• _Request_: Update the lines below by replacing every "innermost point" with "center point" and keeping everything else the same.

Saved data entries
━━━━━━━━

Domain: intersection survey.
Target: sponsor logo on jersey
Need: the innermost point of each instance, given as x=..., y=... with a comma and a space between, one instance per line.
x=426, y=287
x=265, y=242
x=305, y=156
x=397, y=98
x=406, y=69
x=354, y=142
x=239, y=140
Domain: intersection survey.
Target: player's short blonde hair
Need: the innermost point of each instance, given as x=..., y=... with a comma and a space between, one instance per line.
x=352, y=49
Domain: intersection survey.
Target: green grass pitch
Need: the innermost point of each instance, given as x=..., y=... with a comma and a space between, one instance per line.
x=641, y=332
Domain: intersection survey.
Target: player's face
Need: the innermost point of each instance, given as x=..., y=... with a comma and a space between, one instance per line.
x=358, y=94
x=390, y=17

━━━━━━━━

• _Solution_:
Domain: intersection survey.
Target: sponsor logo on jersey
Need: the center point of each instance, given as x=..., y=... with a comma and a space between, one instance per line.
x=426, y=287
x=265, y=242
x=305, y=156
x=397, y=98
x=406, y=69
x=354, y=142
x=239, y=140
Domain: intersection survey.
Target: player's short blonde hair
Need: the center point of each instance, given as x=..., y=... with a comma and a space between, one instance per line.
x=352, y=49
Domain: intersection survey.
Target: green grass pitch
Need: the center point of each instance, given as x=..., y=... with a comma and a space between, one instance per line.
x=641, y=332
Domain: intersection survey.
Target: player's face
Need: the center point of each instance, given as x=..., y=... with a comma and a space between, one instance per line.
x=358, y=94
x=390, y=17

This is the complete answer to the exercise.